- RECORDS:

* * *

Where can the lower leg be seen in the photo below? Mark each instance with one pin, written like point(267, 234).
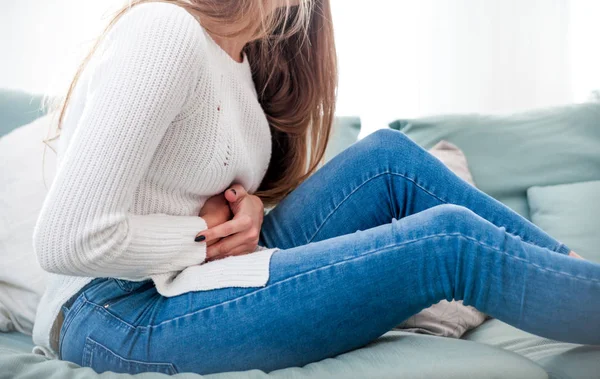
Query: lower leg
point(328, 297)
point(381, 177)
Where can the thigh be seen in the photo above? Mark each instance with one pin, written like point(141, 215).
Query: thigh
point(322, 299)
point(358, 189)
point(332, 296)
point(383, 176)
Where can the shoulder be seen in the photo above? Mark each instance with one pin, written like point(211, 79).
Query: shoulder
point(164, 27)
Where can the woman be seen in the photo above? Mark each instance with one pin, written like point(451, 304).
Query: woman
point(189, 117)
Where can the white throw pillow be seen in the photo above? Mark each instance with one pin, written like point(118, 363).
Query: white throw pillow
point(447, 319)
point(22, 193)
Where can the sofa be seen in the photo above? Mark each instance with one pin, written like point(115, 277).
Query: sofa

* * *

- EXERCISE DESCRIPTION:
Rewrite all of the material above, replacing every "pin" with "marker" and keeping everything else the same. Leave the pictures out of your answer.

- SOLVED PROBLEM:
Where can the lower leg be seen in the photo below? Mark each instance with one marker, written like point(267, 234).
Query: lower leg
point(328, 297)
point(381, 177)
Where can the thigh be seen in the photo above? Mark each instance with one marker, written like point(141, 215).
Query: thigh
point(322, 299)
point(358, 189)
point(332, 296)
point(383, 176)
Where can the shoulder be seen in the photo above? Mark each instance with one marker, written like point(211, 79).
Query: shoulder
point(164, 27)
Where can the woman be seen in the photo above? Mark each instance with one marker, written like point(451, 304).
Query: woman
point(189, 117)
Where can the white throw pillow be seen in the photo above? Mark each instance with one marker, written like point(118, 363).
Query: white throw pillow
point(447, 319)
point(22, 193)
Where can the sofa be seen in the photo above? Mark each instance with one marker, written like point(115, 277).
Query: sofa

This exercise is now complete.